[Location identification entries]
------------------------------------------------------------------------

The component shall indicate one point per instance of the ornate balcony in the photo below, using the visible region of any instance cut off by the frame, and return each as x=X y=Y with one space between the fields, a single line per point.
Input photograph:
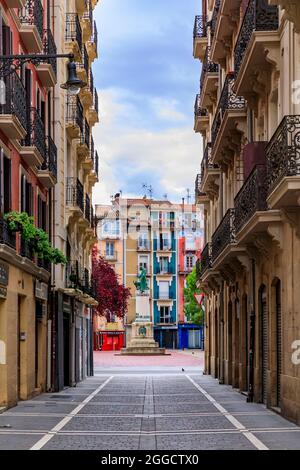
x=225 y=20
x=82 y=67
x=93 y=113
x=200 y=37
x=258 y=37
x=87 y=22
x=201 y=117
x=75 y=198
x=33 y=148
x=251 y=199
x=7 y=237
x=227 y=125
x=47 y=173
x=74 y=118
x=204 y=263
x=31 y=31
x=13 y=109
x=224 y=236
x=283 y=163
x=208 y=81
x=83 y=147
x=73 y=36
x=47 y=72
x=210 y=173
x=200 y=197
x=92 y=44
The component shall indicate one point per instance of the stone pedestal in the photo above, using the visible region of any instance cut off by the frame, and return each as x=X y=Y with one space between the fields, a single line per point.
x=142 y=338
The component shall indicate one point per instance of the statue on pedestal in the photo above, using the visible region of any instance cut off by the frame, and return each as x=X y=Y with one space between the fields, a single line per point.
x=142 y=283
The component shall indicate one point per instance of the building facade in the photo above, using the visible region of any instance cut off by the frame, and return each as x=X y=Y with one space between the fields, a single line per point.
x=40 y=346
x=146 y=233
x=247 y=111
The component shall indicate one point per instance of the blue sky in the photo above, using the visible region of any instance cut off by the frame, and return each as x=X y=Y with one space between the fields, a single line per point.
x=147 y=80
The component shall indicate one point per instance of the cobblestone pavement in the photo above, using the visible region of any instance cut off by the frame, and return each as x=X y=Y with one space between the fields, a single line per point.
x=174 y=411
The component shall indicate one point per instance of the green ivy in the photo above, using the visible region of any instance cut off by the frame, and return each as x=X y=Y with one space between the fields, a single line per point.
x=36 y=237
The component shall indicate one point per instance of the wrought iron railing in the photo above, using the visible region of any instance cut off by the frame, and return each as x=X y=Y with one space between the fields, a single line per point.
x=251 y=198
x=207 y=67
x=228 y=100
x=198 y=110
x=88 y=14
x=6 y=236
x=35 y=132
x=32 y=13
x=224 y=235
x=74 y=112
x=50 y=48
x=215 y=15
x=73 y=29
x=50 y=163
x=75 y=193
x=259 y=16
x=283 y=151
x=87 y=210
x=14 y=101
x=204 y=263
x=200 y=27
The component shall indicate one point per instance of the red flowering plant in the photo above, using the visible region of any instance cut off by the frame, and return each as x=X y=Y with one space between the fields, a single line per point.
x=111 y=295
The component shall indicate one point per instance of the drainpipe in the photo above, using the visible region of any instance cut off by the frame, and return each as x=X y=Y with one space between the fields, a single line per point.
x=250 y=397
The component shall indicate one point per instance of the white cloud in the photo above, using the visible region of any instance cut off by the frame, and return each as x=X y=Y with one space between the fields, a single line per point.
x=129 y=152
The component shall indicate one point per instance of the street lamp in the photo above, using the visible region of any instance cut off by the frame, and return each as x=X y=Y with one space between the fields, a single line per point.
x=11 y=63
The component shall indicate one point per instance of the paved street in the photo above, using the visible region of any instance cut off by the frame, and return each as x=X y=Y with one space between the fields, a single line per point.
x=162 y=409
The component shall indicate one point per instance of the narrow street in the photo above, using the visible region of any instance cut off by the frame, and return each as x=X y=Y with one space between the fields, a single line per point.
x=161 y=408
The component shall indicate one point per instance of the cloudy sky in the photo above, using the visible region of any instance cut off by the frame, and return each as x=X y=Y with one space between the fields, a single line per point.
x=147 y=80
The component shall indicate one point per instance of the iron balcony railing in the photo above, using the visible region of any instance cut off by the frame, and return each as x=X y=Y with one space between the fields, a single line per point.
x=75 y=195
x=96 y=164
x=200 y=26
x=259 y=16
x=283 y=151
x=94 y=37
x=32 y=13
x=204 y=263
x=207 y=162
x=50 y=48
x=251 y=198
x=50 y=163
x=198 y=110
x=13 y=100
x=84 y=64
x=73 y=29
x=228 y=100
x=207 y=67
x=75 y=112
x=35 y=132
x=224 y=235
x=6 y=236
x=87 y=210
x=215 y=15
x=88 y=14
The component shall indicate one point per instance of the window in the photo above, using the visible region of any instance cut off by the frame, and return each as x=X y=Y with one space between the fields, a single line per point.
x=164 y=315
x=163 y=290
x=110 y=249
x=26 y=196
x=5 y=183
x=143 y=241
x=164 y=264
x=143 y=262
x=190 y=262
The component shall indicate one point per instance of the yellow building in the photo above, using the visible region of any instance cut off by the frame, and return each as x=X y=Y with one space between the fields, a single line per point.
x=248 y=114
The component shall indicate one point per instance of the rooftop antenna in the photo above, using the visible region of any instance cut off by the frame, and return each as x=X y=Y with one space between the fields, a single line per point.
x=188 y=192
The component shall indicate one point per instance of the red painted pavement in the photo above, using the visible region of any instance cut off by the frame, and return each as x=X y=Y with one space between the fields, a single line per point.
x=176 y=358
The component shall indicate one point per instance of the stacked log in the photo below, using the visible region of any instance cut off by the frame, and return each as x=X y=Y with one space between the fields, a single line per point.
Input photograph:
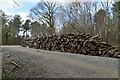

------------------------------------------------------------------------

→ Stated exercise: How many lines in the entries above contain the string "building"? Case counts, and the reply should be the number alone.

→ Solved problem: 2